Work required: Write out the whole listing exactly as it stands.

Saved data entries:

::::::::

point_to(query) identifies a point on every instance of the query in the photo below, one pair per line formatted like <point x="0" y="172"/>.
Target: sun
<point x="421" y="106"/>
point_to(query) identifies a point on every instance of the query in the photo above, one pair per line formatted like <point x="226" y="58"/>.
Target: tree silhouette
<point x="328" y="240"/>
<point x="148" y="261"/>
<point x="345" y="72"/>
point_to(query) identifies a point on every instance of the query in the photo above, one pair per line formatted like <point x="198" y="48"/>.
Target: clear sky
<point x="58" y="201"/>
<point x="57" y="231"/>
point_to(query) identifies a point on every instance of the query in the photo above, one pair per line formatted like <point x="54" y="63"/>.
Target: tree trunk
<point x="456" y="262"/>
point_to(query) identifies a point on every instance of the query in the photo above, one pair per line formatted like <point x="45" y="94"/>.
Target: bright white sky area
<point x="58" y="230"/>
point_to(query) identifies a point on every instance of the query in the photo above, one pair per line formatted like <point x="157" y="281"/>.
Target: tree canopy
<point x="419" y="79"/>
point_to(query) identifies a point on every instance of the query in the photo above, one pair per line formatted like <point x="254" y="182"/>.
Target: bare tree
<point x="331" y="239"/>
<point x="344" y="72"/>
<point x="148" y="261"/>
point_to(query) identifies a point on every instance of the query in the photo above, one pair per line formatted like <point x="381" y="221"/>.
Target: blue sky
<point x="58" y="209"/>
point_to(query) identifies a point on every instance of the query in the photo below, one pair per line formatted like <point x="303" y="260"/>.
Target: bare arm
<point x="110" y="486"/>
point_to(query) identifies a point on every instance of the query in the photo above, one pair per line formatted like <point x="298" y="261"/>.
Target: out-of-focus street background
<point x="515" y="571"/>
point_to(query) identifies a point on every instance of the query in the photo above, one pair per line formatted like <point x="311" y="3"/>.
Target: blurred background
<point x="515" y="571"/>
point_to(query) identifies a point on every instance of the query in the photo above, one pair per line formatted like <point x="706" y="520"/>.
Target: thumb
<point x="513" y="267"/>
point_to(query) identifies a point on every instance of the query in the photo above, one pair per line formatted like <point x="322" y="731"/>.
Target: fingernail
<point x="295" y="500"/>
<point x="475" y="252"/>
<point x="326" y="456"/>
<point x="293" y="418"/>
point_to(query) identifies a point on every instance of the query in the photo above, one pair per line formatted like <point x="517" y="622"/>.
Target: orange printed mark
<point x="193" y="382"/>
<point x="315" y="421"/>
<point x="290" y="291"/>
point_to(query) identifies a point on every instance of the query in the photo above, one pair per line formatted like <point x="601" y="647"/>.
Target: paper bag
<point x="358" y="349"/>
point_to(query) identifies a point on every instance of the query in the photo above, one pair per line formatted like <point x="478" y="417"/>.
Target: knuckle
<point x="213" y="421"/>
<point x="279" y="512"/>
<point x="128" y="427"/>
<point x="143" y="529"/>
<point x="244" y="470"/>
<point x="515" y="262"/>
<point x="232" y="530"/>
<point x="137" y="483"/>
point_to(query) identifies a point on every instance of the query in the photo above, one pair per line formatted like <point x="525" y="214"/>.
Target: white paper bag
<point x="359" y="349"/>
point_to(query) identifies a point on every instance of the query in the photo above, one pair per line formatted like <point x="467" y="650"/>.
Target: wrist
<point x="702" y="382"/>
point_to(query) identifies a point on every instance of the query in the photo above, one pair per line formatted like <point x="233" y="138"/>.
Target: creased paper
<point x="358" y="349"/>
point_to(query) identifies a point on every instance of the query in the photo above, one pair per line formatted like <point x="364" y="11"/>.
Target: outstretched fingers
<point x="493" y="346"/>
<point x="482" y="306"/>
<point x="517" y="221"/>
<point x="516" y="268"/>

::::::::

Exercise result:
point_to(query) identifies a point on every instance of the query in the photo below, one pair per line formatted like <point x="0" y="172"/>.
Target: sun
<point x="421" y="106"/>
point_to(query) identifies a point on every instance of the query in the photo above, one pair per line formatted like <point x="226" y="58"/>.
Target: tree silhouette
<point x="328" y="240"/>
<point x="148" y="261"/>
<point x="345" y="72"/>
point_to(query) identifies a point on every instance of the query in the photo above, one pair per line formatted like <point x="198" y="48"/>.
Target: clear sky
<point x="58" y="201"/>
<point x="57" y="231"/>
point_to(query) identifies a point on every instance of the query in the photo above, one pair per line formatted like <point x="54" y="63"/>.
Target: tree trunk
<point x="456" y="262"/>
point_to(query) identifies a point on every instance of the query in the photo above, one pair per line formatted like <point x="45" y="94"/>.
Target: bright white sky area
<point x="58" y="230"/>
point_to(query) identifies a point on every instance of the query in the photo above, one pair per line formatted like <point x="157" y="281"/>.
Target: tree canopy
<point x="419" y="79"/>
point_to(query) identifies a point on every instance of the query in the photo above, one pair per line formatted like <point x="254" y="182"/>.
Target: bare tree
<point x="331" y="239"/>
<point x="344" y="72"/>
<point x="148" y="261"/>
point_to(query) identifies a point on every instance of the query in the photo above, one pair per line formatted like <point x="381" y="221"/>.
Target: blue sky
<point x="58" y="209"/>
point_to(query) identifies a point on every instance of the query in the photo below, one pair per line formatted like <point x="303" y="260"/>.
Target: bare arm
<point x="110" y="486"/>
point_to(query) identifies a point on every instance of the query in the photo above, one pair per line formatted like <point x="298" y="261"/>.
Target: out-of-focus street background
<point x="515" y="571"/>
point_to(query) identifies a point on every instance of the query in the photo above, one pair per line formatted like <point x="311" y="3"/>.
Target: blurred background
<point x="515" y="571"/>
point_to(query) identifies a point on every instance of the query in the photo above, one pair per line formatted like <point x="706" y="520"/>.
Target: thumb
<point x="513" y="267"/>
point_to(query) identifies a point on every instance of the query in the photo above, one pair per line formatted like <point x="322" y="731"/>.
Target: fingernail
<point x="295" y="500"/>
<point x="475" y="252"/>
<point x="326" y="456"/>
<point x="293" y="418"/>
point_to(query) identifies a point on every instance of the query in the photo above, one pair per line formatted like <point x="517" y="622"/>.
Target: orange printed mark
<point x="193" y="382"/>
<point x="315" y="421"/>
<point x="290" y="291"/>
point_to(query) identifies a point on every instance of the query in the photo above, one pair per line formatted like <point x="601" y="647"/>.
Target: paper bag
<point x="358" y="349"/>
point_to(query) identifies a point on every instance of the query in the photo above, one pair per line formatted like <point x="478" y="417"/>.
Target: knuckle
<point x="213" y="421"/>
<point x="279" y="512"/>
<point x="128" y="427"/>
<point x="143" y="529"/>
<point x="244" y="470"/>
<point x="515" y="262"/>
<point x="232" y="530"/>
<point x="137" y="483"/>
point_to(query) identifies a point on every instance of the query in the photo above, one pair per line formatted like <point x="525" y="214"/>.
Target: white paper bag
<point x="359" y="349"/>
point_to(query) identifies a point on every instance of the query in the photo above, one pair per line formatted like <point x="467" y="650"/>.
Target: wrist
<point x="702" y="382"/>
point_to(query) identifies a point on every instance of the query in the photo above, one pair per line formatted like <point x="233" y="138"/>.
Target: creased paper
<point x="358" y="349"/>
point_to(query) identifies a point on every instance of the query in the photo above, one pair per line formatted like <point x="364" y="11"/>.
Target: outstretched fingers
<point x="493" y="346"/>
<point x="482" y="306"/>
<point x="517" y="221"/>
<point x="516" y="268"/>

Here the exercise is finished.